Dicke Menschen, die mit dem Kran aus dem Fenster gehoben werden, fettleibige Patienten, die auf Vieh- oder Fahrzeugwaagen gewogen werden. Extrembeispiele aus dem Fernsehen? Auch in der Region nimmt der Anteil schwergewichtiger Patienten zu. Deshalb hat das Bayerische Rote Kreuz (BRK) in Schweinfurt einen speziellen Rettungswagen angeschafft. Eingesetzt werden soll der XXL-Transporter in der Stadt sowie in den Landkreisen Schweinfurt, Haßberge, Bad Kissingen und Rhön-Grabfeld.
Etwa 6000 schwergewichtige Patienten werden pro Jahr in Bayern transportiert, berichtete Thomas Lindörfer, BRK-Kreisgeschäftsführer für Stadt und Landkreis Schweinfurt, bei der Vorstellung des neuen Transportfahrzeugs in der Rettungswache des BRK-Kreisverbands Schweinfurt. Inzwischen habe man fast täglich mit schwergewichtigen Patienten zu tun, ergänzt Florian Biber, Rettungsdienstleiter des BRK-Kreisverbands. Allerdings blieben nur Extrembeispiele im Gedächtnis. Vor einem halben Jahr, erinnert sich Rettungsassistent Udo Nüßlein, habe man die Feuerwehr rufen müssen, um einen Patienten aus dem Fenster einer Wohnung zu hieven.

**EXTRAHIERTE INFORMATIONEN:**
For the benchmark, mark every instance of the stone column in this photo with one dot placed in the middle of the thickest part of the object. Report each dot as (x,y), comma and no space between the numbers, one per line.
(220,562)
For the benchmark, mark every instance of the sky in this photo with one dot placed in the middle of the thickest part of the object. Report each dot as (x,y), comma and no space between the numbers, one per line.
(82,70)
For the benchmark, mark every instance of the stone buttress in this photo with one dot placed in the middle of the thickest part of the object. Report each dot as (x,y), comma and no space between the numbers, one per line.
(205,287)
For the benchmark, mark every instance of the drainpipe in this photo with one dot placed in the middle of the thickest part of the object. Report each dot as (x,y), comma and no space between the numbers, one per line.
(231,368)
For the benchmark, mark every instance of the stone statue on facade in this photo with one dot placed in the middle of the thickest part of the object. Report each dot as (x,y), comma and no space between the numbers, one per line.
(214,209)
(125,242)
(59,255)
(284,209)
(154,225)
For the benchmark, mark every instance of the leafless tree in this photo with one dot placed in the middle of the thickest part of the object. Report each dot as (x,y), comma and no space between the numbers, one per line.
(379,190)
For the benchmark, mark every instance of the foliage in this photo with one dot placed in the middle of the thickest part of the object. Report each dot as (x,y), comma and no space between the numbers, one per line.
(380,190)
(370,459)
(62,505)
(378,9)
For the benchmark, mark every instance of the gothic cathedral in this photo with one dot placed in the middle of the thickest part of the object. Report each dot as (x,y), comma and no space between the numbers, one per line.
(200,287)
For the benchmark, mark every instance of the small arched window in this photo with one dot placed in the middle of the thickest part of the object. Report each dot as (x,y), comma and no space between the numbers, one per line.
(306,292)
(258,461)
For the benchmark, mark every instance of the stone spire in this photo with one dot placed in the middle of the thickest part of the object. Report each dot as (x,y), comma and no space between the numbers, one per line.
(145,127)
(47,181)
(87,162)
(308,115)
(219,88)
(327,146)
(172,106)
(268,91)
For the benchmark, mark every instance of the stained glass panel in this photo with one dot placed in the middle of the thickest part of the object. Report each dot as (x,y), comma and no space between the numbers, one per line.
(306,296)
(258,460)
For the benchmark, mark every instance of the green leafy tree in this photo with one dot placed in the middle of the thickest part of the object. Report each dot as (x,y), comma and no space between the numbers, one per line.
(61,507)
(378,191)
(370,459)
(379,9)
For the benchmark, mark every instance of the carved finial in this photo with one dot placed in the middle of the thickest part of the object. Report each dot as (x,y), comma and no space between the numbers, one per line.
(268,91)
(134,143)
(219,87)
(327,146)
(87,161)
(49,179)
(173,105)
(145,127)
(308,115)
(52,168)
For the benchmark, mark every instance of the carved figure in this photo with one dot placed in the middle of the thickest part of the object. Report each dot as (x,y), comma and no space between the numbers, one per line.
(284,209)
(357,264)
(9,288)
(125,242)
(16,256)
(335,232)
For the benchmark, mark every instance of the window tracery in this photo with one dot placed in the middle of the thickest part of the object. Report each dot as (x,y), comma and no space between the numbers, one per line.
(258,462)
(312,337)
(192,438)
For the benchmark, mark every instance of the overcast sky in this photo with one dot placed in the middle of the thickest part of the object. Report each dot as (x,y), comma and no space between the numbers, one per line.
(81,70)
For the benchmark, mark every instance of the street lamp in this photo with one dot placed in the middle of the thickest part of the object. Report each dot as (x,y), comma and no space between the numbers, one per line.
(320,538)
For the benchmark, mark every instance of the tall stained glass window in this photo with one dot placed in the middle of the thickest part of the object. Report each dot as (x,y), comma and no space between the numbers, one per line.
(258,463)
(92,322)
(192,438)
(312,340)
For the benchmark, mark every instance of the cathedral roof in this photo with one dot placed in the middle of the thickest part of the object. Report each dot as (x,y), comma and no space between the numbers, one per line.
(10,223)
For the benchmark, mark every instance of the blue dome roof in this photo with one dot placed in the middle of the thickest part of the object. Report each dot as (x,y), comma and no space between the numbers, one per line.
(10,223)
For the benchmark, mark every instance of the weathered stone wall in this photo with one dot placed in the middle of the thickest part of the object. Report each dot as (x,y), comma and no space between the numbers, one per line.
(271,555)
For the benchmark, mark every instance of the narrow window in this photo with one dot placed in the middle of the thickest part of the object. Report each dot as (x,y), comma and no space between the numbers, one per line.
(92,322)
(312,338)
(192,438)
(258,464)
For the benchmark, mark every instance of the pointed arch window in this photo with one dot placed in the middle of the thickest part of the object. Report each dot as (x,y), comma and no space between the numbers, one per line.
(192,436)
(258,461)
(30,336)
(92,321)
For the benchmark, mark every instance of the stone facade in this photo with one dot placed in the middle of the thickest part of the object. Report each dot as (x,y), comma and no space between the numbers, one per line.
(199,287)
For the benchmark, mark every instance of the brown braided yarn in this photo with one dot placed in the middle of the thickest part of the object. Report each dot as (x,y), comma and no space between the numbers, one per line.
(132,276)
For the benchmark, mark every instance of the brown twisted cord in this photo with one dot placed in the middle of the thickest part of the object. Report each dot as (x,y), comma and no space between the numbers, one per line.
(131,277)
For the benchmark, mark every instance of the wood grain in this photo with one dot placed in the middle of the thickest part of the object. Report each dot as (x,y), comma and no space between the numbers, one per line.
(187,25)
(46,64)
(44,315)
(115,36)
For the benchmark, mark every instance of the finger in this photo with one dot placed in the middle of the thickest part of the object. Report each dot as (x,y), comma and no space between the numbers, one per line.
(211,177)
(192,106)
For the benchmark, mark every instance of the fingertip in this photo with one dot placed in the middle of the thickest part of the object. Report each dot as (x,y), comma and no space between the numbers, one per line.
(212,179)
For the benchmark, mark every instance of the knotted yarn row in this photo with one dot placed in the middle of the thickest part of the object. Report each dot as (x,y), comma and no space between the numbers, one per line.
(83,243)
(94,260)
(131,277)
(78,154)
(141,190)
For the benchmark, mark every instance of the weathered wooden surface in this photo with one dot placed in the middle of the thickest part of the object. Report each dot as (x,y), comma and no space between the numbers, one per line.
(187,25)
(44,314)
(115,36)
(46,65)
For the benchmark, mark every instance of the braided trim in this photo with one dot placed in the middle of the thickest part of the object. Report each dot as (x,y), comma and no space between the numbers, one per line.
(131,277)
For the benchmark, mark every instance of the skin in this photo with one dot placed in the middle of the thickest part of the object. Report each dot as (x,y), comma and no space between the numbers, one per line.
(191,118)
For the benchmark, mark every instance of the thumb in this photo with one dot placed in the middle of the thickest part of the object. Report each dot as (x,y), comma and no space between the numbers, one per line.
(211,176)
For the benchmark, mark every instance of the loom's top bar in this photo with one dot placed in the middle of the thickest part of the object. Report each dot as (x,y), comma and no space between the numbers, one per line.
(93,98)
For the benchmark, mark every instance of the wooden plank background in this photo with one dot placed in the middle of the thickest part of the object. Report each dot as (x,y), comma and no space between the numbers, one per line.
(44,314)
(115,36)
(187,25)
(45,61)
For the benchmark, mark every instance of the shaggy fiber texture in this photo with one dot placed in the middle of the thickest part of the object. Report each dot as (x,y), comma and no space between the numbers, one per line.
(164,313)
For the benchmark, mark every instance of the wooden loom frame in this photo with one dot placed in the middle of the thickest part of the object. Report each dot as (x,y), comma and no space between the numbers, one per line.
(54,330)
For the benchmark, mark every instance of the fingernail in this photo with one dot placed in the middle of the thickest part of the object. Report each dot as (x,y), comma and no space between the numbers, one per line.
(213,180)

**AUFGABE 1:** Wie viele schwergewichtige Patienten werden laut dem Text über den XXL-Rettungswagen jährlich in Bayern transportiert?
**AUFGABE 2:** Geben Sie den Abschnitt des Textes über den XXL-Rettungswagen aus, der zwischen „Etwa 6000 schwergewichtige“ und „Wohnung zu hieven.“ steht, beide eingeschlossen.

**AUFGABENERGEBNIS 1:** Etwa 6000 schwergewichtige Patienten pro Jahr.

**AUFGABENERGEBNIS 2:**
Etwa 6000 schwergewichtige Patienten werden pro Jahr in Bayern transportiert, berichtete Thomas Lindörfer, BRK-Kreisgeschäftsführer für Stadt und Landkreis Schweinfurt, bei der Vorstellung des neuen Transportfahrzeugs in der Rettungswache des BRK-Kreisverbands Schweinfurt. Inzwischen habe man fast täglich mit schwergewichtigen Patienten zu tun, ergänzt Florian Biber, Rettungsdienstleiter des BRK-Kreisverbands. Allerdings blieben nur Extrembeispiele im Gedächtnis. Vor einem halben Jahr, erinnert sich Rettungsassistent Udo Nüßlein, habe man die Feuerwehr rufen müssen, um einen Patienten aus dem Fenster einer Wohnung zu hieven.